--- PROVIDED MATERIAL ---
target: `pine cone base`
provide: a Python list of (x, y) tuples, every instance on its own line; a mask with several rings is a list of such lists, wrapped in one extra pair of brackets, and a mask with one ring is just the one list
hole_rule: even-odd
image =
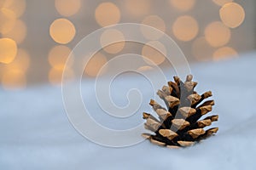
[(197, 82), (192, 82), (192, 75), (187, 76), (184, 82), (177, 76), (173, 78), (174, 82), (168, 82), (168, 86), (164, 86), (157, 92), (166, 107), (161, 106), (154, 99), (150, 100), (149, 105), (157, 113), (159, 119), (143, 112), (143, 119), (147, 120), (144, 127), (154, 134), (142, 135), (153, 144), (161, 146), (170, 148), (191, 146), (218, 132), (218, 128), (207, 130), (204, 128), (218, 121), (218, 116), (213, 115), (201, 119), (203, 116), (212, 111), (214, 100), (203, 102), (212, 96), (212, 92), (198, 94), (194, 90)]

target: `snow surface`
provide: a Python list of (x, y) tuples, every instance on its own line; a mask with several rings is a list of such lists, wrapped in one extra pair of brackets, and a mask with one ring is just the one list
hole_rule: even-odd
[[(60, 88), (0, 89), (0, 169), (256, 169), (255, 55), (190, 65), (199, 82), (196, 90), (212, 91), (216, 103), (212, 114), (219, 115), (219, 121), (213, 125), (219, 131), (186, 149), (172, 150), (148, 141), (124, 148), (104, 147), (89, 141), (73, 128)], [(135, 76), (119, 81), (129, 85), (140, 78)], [(121, 93), (118, 84), (115, 89)], [(96, 114), (94, 118), (105, 126), (129, 128), (142, 123), (142, 111), (150, 111), (148, 102), (154, 94), (150, 90), (143, 92), (143, 105), (129, 121), (113, 123), (111, 116), (103, 114)], [(87, 94), (84, 97), (90, 100), (91, 96)], [(120, 105), (127, 102), (113, 99)], [(94, 99), (90, 102), (93, 109)], [(95, 110), (101, 112), (100, 109)]]

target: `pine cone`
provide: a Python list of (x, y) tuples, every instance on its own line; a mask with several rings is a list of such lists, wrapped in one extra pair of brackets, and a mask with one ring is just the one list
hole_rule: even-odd
[(218, 121), (218, 116), (201, 119), (212, 110), (214, 100), (201, 105), (205, 99), (212, 96), (212, 92), (199, 95), (194, 91), (197, 82), (192, 82), (192, 75), (187, 76), (185, 82), (177, 76), (173, 78), (175, 82), (168, 82), (168, 86), (157, 92), (168, 110), (151, 99), (149, 105), (159, 116), (159, 120), (148, 113), (143, 113), (143, 119), (147, 119), (145, 128), (155, 134), (143, 133), (143, 136), (154, 144), (171, 148), (190, 146), (217, 133), (218, 128), (203, 128)]

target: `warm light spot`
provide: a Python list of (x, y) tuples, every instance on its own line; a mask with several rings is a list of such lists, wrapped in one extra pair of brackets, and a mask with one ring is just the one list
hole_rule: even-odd
[[(65, 73), (67, 73), (66, 77), (67, 78), (72, 78), (73, 77), (73, 70), (69, 68), (65, 68)], [(62, 81), (62, 74), (64, 71), (64, 68), (51, 68), (49, 71), (48, 78), (49, 82), (53, 85), (60, 85)]]
[(81, 7), (80, 0), (55, 0), (55, 8), (60, 14), (71, 16), (75, 14)]
[(30, 56), (27, 51), (22, 48), (18, 49), (15, 59), (10, 63), (5, 65), (7, 70), (18, 70), (26, 71), (30, 65)]
[(150, 1), (148, 0), (125, 0), (125, 8), (129, 12), (128, 15), (145, 15), (149, 13)]
[(16, 15), (9, 8), (0, 8), (0, 33), (4, 34), (15, 26)]
[(181, 11), (188, 11), (195, 6), (195, 0), (170, 0), (171, 4)]
[(5, 89), (24, 88), (26, 84), (26, 75), (22, 71), (6, 71), (2, 76), (2, 85)]
[(5, 37), (12, 38), (20, 44), (26, 36), (26, 26), (22, 20), (16, 20), (13, 29), (3, 35)]
[(192, 54), (199, 61), (212, 60), (214, 48), (210, 46), (205, 37), (196, 38), (192, 44)]
[(97, 53), (95, 55), (93, 55), (92, 58), (90, 58), (90, 60), (87, 63), (84, 69), (84, 72), (90, 76), (96, 76), (98, 73), (101, 73), (102, 75), (103, 72), (100, 72), (100, 71), (106, 63), (106, 57), (101, 53)]
[(213, 3), (215, 3), (216, 4), (219, 5), (219, 6), (223, 6), (227, 3), (231, 3), (233, 0), (212, 0)]
[(68, 43), (73, 40), (75, 34), (74, 26), (67, 19), (57, 19), (49, 27), (50, 37), (58, 43)]
[(178, 17), (172, 26), (174, 36), (181, 41), (188, 42), (195, 38), (198, 33), (197, 21), (191, 16)]
[[(150, 47), (152, 46), (152, 47)], [(157, 49), (157, 48), (159, 49)], [(160, 42), (152, 41), (146, 43), (142, 50), (142, 55), (146, 57), (148, 60), (145, 60), (145, 62), (148, 65), (160, 65), (166, 60), (166, 47)]]
[(66, 61), (71, 54), (71, 49), (64, 45), (58, 45), (51, 48), (48, 55), (49, 65), (55, 69), (65, 67)]
[(17, 44), (10, 38), (0, 38), (0, 62), (9, 64), (17, 54)]
[(207, 41), (212, 47), (221, 47), (229, 42), (230, 30), (219, 21), (209, 24), (205, 30)]
[[(149, 26), (154, 27), (163, 32), (166, 31), (166, 24), (165, 21), (157, 15), (149, 15), (147, 16), (142, 22), (143, 25), (148, 25)], [(148, 31), (148, 29), (141, 27), (141, 31), (143, 36), (150, 40), (157, 40), (163, 36), (163, 33), (159, 31)]]
[(149, 71), (152, 70), (153, 67), (148, 66), (148, 65), (145, 65), (145, 66), (141, 66), (137, 69), (138, 71)]
[(3, 8), (15, 12), (17, 18), (20, 18), (26, 9), (26, 0), (6, 0)]
[(96, 8), (95, 17), (101, 26), (108, 26), (119, 22), (120, 11), (112, 3), (102, 3)]
[(230, 47), (220, 48), (217, 49), (213, 54), (214, 60), (221, 60), (236, 57), (238, 57), (237, 52)]
[[(123, 42), (113, 43), (113, 42), (119, 42), (119, 41), (123, 41)], [(108, 43), (113, 43), (113, 44), (104, 47)], [(125, 45), (124, 34), (121, 31), (115, 29), (106, 30), (101, 37), (101, 44), (102, 47), (104, 47), (103, 49), (107, 53), (117, 54), (120, 52)]]
[(236, 28), (243, 22), (245, 12), (241, 5), (229, 3), (220, 8), (219, 16), (224, 25), (230, 28)]

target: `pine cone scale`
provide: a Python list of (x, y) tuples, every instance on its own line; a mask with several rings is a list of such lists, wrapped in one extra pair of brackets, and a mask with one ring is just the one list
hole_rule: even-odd
[(218, 132), (218, 128), (207, 130), (204, 128), (218, 121), (218, 116), (201, 119), (212, 111), (214, 100), (201, 104), (212, 94), (207, 91), (200, 95), (194, 91), (197, 82), (192, 82), (192, 75), (187, 76), (185, 82), (178, 76), (173, 78), (174, 82), (168, 82), (168, 86), (163, 86), (157, 92), (166, 108), (153, 99), (149, 102), (159, 119), (149, 113), (143, 113), (143, 119), (147, 120), (145, 128), (155, 134), (143, 133), (143, 136), (154, 144), (169, 148), (191, 146)]

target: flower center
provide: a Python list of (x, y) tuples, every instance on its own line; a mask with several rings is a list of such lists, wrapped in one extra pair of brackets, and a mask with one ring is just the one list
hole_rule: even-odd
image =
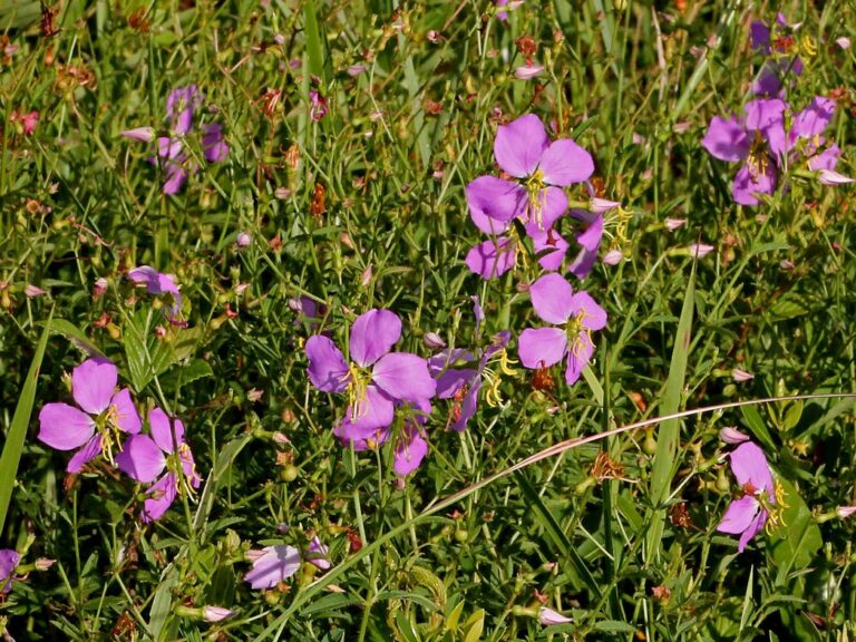
[(752, 175), (752, 181), (758, 182), (759, 176), (767, 175), (767, 168), (770, 166), (770, 157), (767, 154), (767, 144), (761, 138), (761, 133), (755, 133), (755, 139), (752, 146), (749, 148), (749, 156), (746, 159), (749, 166), (749, 173)]
[(368, 388), (371, 383), (371, 372), (351, 363), (348, 368), (348, 403), (351, 407), (351, 421), (356, 421), (368, 412)]
[(527, 210), (529, 221), (534, 218), (538, 230), (543, 230), (544, 217), (542, 213), (547, 203), (547, 184), (544, 183), (544, 172), (541, 169), (535, 169), (535, 172), (533, 172), (532, 175), (526, 178), (524, 185), (526, 186), (526, 194), (528, 195)]
[(95, 428), (101, 435), (101, 453), (110, 466), (116, 466), (114, 447), (121, 453), (121, 428), (119, 428), (119, 408), (110, 403), (107, 410), (95, 418)]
---
**AIM OF THE TASK:**
Make an exact copy of only those lines that run from the line with "target: flower center" through the end of the records, excluding pictures.

**EXERCISE SOLUTION:**
target: flower center
provide: a Python list of (x, y) tuples, every instance on its own line; a mask with several rings is a list of such lists, wrapped in one extra pair of brackets, and a mask with one ring is just the one list
hole_rule: even-odd
image =
[(752, 175), (752, 181), (758, 182), (759, 176), (767, 175), (767, 168), (770, 166), (770, 157), (767, 154), (767, 144), (761, 138), (761, 133), (755, 133), (755, 139), (752, 146), (749, 148), (749, 156), (746, 159), (749, 166), (749, 173)]
[(368, 388), (371, 383), (371, 372), (351, 363), (348, 368), (348, 403), (351, 407), (351, 421), (356, 421), (368, 412)]
[(527, 210), (529, 221), (534, 218), (538, 230), (543, 230), (544, 217), (542, 213), (547, 203), (547, 184), (544, 183), (544, 172), (541, 169), (535, 169), (535, 172), (533, 172), (532, 175), (526, 178), (524, 185), (526, 186), (526, 194), (528, 195)]
[(95, 428), (101, 435), (101, 453), (110, 466), (116, 466), (114, 447), (121, 453), (121, 428), (119, 428), (119, 408), (110, 403), (107, 410), (95, 418)]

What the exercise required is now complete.